> **Text shown**
______________________________

Faith, hope and politics

COMMENTARY Civil Society

Faith, hope and politics

Feb 19, 2004 2 min read

Before President Bush launched his faith-based initiative, activists on both sides of the political aisle paid little attention to the nation's Good Samaritans. But since Bush has done so much to elevate their civic importance, it's impossible to ignore them. In a way no one expected, that political fact threatens both liberal and conservative ideology.

The president's plan aims to end government discrimination against religious charities seeking federal funding. Some critics see only pandering to Christian conservatives, but that judgment misreads their involvement in politics over the last 20 years. School prayer, crosses on public property, the Ten Commandments in courtrooms, the phrase "under God" in the Pledge of Allegiance-this is the stuff of direct-mail campaigns.

Bush says next to nothing about these issues. Instead, he pledges millions in federal money for prisoner re-entry programs and drug treatment centers. True, Jesus fed the hungry, promised to "set the captives free," and spent a lot of time with society's down and out. But they've never been the focus of political action by religious conservatives. It's a revealing fact that Chuck Colson, founder of Prison Fellowship and a tireless advocate for inmates, is one of the few vocal defenders of the president's initiative among self-identified evangelicals.

______________________________

> **Record set**
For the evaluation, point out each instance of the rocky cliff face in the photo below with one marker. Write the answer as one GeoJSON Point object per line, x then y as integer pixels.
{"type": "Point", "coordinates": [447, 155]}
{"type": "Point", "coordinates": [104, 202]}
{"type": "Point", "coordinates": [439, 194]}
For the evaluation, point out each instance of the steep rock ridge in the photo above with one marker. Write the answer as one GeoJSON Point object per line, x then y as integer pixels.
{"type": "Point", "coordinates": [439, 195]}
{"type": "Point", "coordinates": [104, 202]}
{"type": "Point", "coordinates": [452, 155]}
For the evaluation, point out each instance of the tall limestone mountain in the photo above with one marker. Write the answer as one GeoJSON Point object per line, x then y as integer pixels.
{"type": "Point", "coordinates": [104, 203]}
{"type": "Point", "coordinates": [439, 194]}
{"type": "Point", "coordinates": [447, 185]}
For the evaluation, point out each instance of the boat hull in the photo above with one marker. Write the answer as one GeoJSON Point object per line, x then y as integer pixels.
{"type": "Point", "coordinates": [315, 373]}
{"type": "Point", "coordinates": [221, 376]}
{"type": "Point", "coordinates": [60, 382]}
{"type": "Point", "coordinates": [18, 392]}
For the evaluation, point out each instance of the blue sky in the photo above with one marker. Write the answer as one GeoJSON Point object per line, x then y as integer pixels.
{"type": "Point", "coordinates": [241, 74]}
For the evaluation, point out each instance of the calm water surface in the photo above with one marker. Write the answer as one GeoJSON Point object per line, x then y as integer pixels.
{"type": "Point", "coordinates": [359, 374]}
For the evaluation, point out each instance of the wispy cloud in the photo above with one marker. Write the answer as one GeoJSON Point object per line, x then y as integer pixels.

______________________________

> **Exercise directions**
Carry on the commentary on Bush's faith-based initiative from the point where the text stops.

> **Answer to this task**
Critics on Bush's left face a different dilemma. They view spending for social services as government's highest moral obligation and love to quote the Bible to justify welfare programs. Democratic presidential hopefuls, mindful that African-Americans and Latinos aren't afraid of religion, are clumsily trying to find the right mix of God talk. "We've got to prove we're as God-fearing and churchgoing as everybody else," John Kerry told Vogue. Howard Dean has called religion and spiritual values "what this election is really about."

Nevertheless, liberal activists and political leaders mostly oppose Bush's faith-based agenda. To them, faith as the fix for drug addiction or crime sounds facile-maybe even dangerous. "We've worked so long and hard to combat the stigma that substance abuse and delinquency and mental health are a symptom of a breakdown of morality, and to convince people they are an illness," a spokesman for the National Association of Drug and Alcohol Counselors told The Washington Post. "This would roll us back 60 years."

Herein lies the president's argument against the secular state. It begins with a different anthropology: Religious approaches to poverty, crime and drug addiction are more humane than government remedies precisely because they are religious. They regard individuals as endowed with moral and spiritual capacities - and obligations. In this view, people made in God's image are responsible for their choices and, with divine grace, can make better decisions for themselves and their families.

"Many of the problems that are facing our society are problems of the heart," Bush told a congregation in New Orleans to mark Martin Luther King's birthday. "We want to fund programs that save Americans, one soul at a time."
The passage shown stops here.